* **What needs to be done**: The answer is a number and only a number: how many lines of the data include the string "floor"?

========

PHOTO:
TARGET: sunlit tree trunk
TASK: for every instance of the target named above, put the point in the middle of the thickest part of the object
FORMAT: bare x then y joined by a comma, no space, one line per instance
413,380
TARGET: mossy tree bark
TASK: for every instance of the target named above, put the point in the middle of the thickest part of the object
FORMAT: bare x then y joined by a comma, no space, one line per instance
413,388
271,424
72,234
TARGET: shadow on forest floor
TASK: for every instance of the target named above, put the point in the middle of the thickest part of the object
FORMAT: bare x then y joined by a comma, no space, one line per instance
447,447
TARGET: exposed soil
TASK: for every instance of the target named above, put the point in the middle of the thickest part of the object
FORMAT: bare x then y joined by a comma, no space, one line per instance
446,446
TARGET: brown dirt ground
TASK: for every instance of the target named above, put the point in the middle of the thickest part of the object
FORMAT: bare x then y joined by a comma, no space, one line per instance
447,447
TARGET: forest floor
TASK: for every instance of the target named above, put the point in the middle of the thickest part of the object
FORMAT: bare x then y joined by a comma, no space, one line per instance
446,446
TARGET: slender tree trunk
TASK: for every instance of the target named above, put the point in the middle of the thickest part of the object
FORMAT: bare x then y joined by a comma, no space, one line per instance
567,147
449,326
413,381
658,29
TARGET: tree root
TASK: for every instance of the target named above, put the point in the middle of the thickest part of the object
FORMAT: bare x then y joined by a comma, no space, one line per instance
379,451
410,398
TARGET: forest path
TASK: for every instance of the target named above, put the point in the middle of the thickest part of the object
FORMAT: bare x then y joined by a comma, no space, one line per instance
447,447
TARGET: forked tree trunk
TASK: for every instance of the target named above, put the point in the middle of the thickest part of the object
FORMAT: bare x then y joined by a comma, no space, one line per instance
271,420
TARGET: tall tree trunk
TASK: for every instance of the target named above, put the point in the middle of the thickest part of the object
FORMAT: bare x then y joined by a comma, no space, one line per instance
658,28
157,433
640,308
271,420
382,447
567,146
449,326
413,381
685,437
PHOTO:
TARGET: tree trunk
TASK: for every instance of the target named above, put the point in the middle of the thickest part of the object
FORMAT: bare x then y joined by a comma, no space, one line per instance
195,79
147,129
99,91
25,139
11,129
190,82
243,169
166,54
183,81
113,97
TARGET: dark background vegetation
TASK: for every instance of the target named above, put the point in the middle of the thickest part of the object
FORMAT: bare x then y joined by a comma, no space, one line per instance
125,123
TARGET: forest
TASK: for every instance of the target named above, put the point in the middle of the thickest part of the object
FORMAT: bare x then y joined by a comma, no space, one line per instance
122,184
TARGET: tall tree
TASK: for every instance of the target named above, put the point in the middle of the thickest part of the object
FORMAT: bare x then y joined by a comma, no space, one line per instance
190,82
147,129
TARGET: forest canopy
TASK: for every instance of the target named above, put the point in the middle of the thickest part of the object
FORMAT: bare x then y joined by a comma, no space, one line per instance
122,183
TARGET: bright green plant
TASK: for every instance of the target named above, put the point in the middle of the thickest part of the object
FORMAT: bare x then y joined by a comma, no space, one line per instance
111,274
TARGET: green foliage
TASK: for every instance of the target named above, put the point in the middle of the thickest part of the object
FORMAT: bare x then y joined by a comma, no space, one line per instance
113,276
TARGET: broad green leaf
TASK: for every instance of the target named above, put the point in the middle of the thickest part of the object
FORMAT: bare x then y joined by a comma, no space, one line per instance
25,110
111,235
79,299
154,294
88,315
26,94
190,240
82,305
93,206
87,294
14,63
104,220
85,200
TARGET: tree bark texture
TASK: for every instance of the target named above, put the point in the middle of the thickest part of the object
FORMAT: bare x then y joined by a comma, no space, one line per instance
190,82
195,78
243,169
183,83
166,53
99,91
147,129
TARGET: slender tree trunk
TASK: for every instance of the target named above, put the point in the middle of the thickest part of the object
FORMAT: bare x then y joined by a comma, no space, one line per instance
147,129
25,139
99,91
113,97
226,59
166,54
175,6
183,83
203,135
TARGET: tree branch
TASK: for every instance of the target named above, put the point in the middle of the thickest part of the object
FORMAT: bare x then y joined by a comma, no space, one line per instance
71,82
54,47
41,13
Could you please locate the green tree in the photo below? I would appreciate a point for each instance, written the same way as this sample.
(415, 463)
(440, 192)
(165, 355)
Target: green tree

========

* **Reply to the exercise**: 2